# [PROBLEM]
Reproduce the interview word for word between "So in a sense" and "why that was.", inclusive.

# [SELECTION]
Thank you, Joanna. Well the first thing of interest is that I'm quite an unusual first time writer. I was born way back in 1928 which makes me 79 this year. And that's very relevant to what I've written, as is the fact that I'm a family man. I've been married to Hilde now for 54 years and we have five children and 17 grandchildren with at least two more on the way. We are lucky enough to share together a large farmhouse which means we each have our own measure of privacy whilst sharing our daily life together. That's important because it was one of my motivations in writing. I had something important to say and wanted the family to share in it.
So in a sense it's a testament to your family?
Yes, indeed. The fact that the play found its way into the public eye was a big surprise. But then, as I told myself later, what is the public if not a further extension of the family. So, it's become a personal message to a much wider audience.
The play itself explores the reasons behind the rise of Hitler. That's something you experienced first hand, isn't it?
That's quite right. I was 5 when Hitler came to power and obviously can't remember much about that. But at school I joined the Hitler youth movement and very soon became quite convinced that Hitler and National Socialism was the only answer for our country. I'm ashamed to say so now, but for me Hitler was my God. I believed in him 100%. In the play I try to take a look at why that was.
Your play is obviously autobiographical. Do you think that's why it has caused such a stir?

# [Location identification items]
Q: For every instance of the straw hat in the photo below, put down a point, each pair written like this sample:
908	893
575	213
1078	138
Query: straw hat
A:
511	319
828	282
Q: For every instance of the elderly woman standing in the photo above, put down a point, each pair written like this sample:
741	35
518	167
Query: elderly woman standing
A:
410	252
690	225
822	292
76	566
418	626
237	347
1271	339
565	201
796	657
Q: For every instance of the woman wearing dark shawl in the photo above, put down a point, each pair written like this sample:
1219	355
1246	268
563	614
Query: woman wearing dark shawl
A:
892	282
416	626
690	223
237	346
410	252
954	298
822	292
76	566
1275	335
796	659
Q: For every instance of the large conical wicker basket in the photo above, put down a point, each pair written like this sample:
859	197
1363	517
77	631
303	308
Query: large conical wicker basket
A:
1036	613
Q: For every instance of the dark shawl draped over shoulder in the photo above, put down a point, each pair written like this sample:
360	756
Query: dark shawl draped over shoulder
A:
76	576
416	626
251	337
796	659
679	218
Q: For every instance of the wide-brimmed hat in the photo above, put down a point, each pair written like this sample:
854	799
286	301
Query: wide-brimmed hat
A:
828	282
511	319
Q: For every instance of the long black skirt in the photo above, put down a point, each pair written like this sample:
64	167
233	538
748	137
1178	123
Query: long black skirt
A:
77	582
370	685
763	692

# [ANSWER TO THE PROBLEM]
So in a sense it's a testament to your family?
Yes, indeed. The fact that the play found its way into the public eye was a big surprise. But then, as I told myself later, what is the public if not a further extension of the family. So, it's become a personal message to a much wider audience.
The play itself explores the reasons behind the rise of Hitler. That's something you experienced first hand, isn't it?
That's quite right. I was 5 when Hitler came to power and obviously can't remember much about that. But at school I joined the Hitler youth movement and very soon became quite convinced that Hitler and National Socialism was the only answer for our country. I'm ashamed to say so now, but for me Hitler was my God. I believed in him 100%. In the play I try to take a look at why that was.